[Photo-based referring expression data]

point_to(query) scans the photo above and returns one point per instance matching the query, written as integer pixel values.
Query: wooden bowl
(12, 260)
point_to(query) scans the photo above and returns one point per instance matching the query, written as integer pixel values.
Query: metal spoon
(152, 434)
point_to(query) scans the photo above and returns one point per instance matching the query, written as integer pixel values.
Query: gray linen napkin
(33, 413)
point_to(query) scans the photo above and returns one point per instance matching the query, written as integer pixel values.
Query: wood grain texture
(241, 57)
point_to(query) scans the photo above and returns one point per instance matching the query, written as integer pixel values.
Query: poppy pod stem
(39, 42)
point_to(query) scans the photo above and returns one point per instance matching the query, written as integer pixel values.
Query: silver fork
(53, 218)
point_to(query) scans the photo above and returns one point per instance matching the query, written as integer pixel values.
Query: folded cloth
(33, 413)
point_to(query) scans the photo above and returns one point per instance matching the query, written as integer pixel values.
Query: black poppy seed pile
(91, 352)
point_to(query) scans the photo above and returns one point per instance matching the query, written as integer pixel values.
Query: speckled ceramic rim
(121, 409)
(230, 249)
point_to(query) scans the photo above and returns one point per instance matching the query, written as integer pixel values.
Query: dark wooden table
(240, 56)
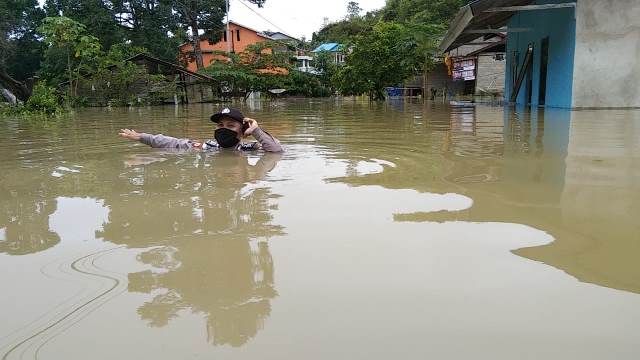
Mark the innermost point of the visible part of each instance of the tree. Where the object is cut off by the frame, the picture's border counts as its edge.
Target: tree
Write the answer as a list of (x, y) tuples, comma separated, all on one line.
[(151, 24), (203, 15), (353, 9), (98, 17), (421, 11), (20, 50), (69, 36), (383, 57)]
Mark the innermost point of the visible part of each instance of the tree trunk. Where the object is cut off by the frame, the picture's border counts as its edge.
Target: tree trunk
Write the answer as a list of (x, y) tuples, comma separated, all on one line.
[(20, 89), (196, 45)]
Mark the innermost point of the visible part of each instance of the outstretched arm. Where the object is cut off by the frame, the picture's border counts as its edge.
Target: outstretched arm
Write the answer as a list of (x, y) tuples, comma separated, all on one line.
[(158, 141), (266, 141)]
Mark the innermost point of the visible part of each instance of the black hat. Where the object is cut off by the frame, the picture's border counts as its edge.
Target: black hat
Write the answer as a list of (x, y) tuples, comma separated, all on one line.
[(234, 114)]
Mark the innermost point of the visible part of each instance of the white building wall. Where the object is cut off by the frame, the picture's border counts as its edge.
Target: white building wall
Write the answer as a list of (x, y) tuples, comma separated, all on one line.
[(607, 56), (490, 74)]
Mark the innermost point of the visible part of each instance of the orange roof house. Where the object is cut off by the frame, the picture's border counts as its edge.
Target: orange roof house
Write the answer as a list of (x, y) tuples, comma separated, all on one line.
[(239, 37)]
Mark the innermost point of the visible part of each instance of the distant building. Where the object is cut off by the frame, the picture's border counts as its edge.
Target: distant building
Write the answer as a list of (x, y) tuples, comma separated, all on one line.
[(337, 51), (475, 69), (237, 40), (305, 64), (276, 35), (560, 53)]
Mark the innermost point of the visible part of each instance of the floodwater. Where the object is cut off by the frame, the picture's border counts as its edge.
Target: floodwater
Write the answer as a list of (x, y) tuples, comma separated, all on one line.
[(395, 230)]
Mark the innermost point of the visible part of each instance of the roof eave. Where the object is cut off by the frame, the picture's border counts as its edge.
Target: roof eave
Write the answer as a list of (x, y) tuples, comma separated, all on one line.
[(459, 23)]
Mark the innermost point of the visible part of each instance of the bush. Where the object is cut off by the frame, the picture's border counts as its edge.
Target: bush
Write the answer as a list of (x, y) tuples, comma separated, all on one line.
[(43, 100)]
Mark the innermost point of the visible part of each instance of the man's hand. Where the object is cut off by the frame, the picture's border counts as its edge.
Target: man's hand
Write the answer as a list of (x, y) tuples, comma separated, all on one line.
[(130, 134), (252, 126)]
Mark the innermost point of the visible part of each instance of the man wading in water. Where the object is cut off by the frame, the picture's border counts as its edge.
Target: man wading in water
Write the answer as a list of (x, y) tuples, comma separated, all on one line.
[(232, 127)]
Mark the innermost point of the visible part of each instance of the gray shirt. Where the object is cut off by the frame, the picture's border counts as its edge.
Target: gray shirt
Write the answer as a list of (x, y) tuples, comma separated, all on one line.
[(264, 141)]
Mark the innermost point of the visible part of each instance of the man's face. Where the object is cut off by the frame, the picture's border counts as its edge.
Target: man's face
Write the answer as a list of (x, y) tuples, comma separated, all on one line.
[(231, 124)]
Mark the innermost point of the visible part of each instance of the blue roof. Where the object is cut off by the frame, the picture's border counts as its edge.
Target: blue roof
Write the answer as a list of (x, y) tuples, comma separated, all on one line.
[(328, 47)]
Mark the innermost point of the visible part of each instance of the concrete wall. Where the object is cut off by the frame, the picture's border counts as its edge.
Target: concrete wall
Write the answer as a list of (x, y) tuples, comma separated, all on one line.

_TASK DESCRIPTION_. Show the lines in the entries above that include the string "tree".

_EXPECTED ANSWER_.
Mark the innermost point of the visible part of each instance of the tree. Where the object is cut off by the frame, the picture's border counts as its edge.
Target: tree
Mark the innermost point of the visible part of each instance of the tree trunk. Where the object is cut off by the frame, the picture's border counts as its edge.
Target: tree trunk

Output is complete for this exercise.